[Named object pointing entries]
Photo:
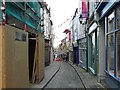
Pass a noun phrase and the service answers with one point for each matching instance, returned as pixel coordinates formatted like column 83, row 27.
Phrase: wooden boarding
column 14, row 58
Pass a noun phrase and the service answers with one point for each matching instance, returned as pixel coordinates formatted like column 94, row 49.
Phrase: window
column 118, row 40
column 118, row 17
column 82, row 50
column 111, row 53
column 111, row 22
column 93, row 47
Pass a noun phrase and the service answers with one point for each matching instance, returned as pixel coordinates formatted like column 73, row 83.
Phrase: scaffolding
column 24, row 15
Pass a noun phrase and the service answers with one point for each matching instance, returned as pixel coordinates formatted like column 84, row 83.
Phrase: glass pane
column 111, row 53
column 118, row 54
column 111, row 22
column 93, row 47
column 118, row 17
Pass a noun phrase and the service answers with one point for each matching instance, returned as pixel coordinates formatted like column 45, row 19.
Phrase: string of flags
column 63, row 23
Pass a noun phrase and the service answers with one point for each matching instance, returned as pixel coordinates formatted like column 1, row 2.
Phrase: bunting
column 63, row 23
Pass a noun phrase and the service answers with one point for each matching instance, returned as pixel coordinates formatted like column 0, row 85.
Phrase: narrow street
column 65, row 78
column 51, row 44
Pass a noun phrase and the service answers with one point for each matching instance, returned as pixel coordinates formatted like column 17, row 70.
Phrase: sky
column 61, row 10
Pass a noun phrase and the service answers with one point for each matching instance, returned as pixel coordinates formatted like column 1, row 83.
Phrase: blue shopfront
column 110, row 13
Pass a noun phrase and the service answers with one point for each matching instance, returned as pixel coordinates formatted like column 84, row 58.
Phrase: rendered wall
column 16, row 58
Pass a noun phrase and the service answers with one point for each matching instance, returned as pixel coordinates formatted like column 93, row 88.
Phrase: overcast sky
column 61, row 10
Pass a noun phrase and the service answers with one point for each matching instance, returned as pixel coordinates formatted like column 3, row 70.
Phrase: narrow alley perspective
column 56, row 44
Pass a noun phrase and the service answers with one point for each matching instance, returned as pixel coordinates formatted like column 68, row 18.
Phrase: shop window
column 118, row 53
column 93, row 47
column 111, row 22
column 111, row 53
column 118, row 17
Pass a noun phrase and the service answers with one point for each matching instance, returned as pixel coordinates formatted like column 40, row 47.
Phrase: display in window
column 118, row 54
column 111, row 53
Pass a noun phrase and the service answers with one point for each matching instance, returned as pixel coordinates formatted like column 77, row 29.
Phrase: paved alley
column 65, row 78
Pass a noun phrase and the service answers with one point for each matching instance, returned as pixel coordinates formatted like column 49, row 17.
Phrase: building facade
column 108, row 13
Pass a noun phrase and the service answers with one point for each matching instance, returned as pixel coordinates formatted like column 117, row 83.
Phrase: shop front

## [Objective]
Edit the listing from the line containing "68, row 18." through the end of the listing, writing those lines out again with "cobbled lane" in place of "paved alley" and nothing else changed.

## [Exercise solution]
Pass a noun phrase and the service answers with one point for each matching instance, returned as pixel coordinates formatted like column 68, row 18.
Phrase: shop window
column 118, row 53
column 93, row 47
column 111, row 22
column 111, row 53
column 118, row 17
Pass a noun phrase and the service answers with one point for each matching instance, returned as pixel coordinates formatted like column 40, row 47.
Phrase: display in window
column 118, row 54
column 111, row 53
Pass a noun phrase and the service answers with one point for each matching instance, returned as pixel coordinates formatted like column 77, row 29.
Phrase: cobbled lane
column 65, row 78
Pass a noun phrase and the service answers with one point for each matching instance, returned as pixel coordinates formatted like column 49, row 17.
Phrase: building facade
column 108, row 13
Pass a noun phrase and the service answers with one point for each matching instance, returned as pixel coordinates formatted like column 117, row 83.
Phrase: shop front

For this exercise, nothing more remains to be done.